All lines below must be repeated exactly, with the pictures omitted.
==== Dataset excerpts ====
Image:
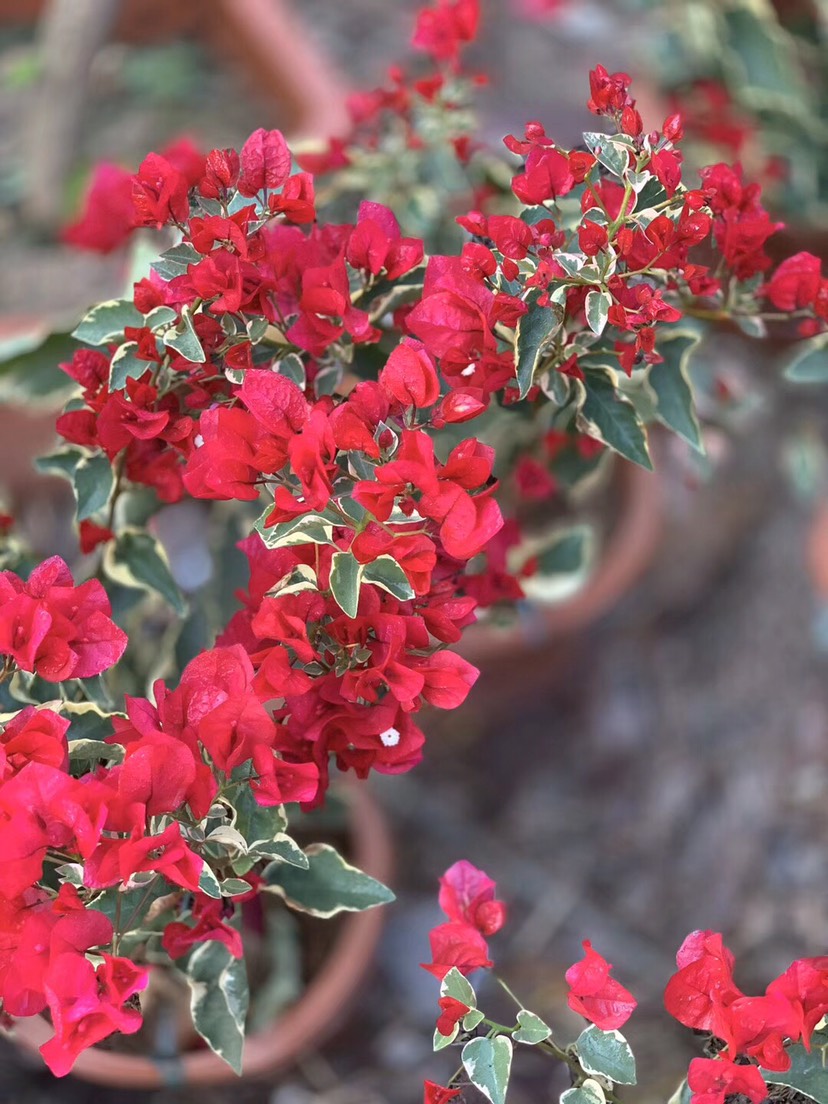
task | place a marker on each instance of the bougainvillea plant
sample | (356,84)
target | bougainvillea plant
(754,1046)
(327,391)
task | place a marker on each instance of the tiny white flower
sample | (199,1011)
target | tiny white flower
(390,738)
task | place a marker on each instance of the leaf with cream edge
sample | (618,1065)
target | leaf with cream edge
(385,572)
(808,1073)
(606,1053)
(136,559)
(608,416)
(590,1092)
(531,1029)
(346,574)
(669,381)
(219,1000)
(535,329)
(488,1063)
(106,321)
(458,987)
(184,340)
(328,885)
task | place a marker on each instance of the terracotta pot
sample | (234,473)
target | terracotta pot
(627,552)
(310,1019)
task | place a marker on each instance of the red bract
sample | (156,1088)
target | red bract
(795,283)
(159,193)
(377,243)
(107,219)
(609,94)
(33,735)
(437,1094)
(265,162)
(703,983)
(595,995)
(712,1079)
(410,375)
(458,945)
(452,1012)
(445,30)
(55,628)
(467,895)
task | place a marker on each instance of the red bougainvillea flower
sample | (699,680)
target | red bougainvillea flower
====
* _Full solution_
Image:
task | place a marker on each instance of the bougainvillea plant
sample | (356,84)
target | bougainvillea plant
(754,1046)
(327,391)
task | place a marker on each instance of the tiny white flower
sample | (199,1011)
target | tiny white flower
(390,738)
task | place a marker on each instance of the leaf with cream edge
sample | (618,1065)
target | leaf with cream edge
(385,572)
(808,1073)
(606,1053)
(136,559)
(608,416)
(590,1092)
(531,1029)
(346,574)
(669,381)
(219,1000)
(535,329)
(488,1063)
(106,321)
(458,987)
(184,340)
(328,885)
task | place a marker on each instance of the terracotta pot
sample | (234,473)
target | terracotta pot
(627,552)
(310,1019)
task | place a marker on each instance of the red bract
sample | (156,1088)
target | red bract
(795,283)
(159,193)
(377,243)
(107,219)
(609,94)
(33,735)
(437,1094)
(265,162)
(703,983)
(595,995)
(712,1079)
(410,375)
(458,945)
(452,1012)
(445,30)
(55,628)
(467,895)
task | place a marker on each instance of the red bougainvillea flower
sample | (699,680)
target | red bougainvillea flower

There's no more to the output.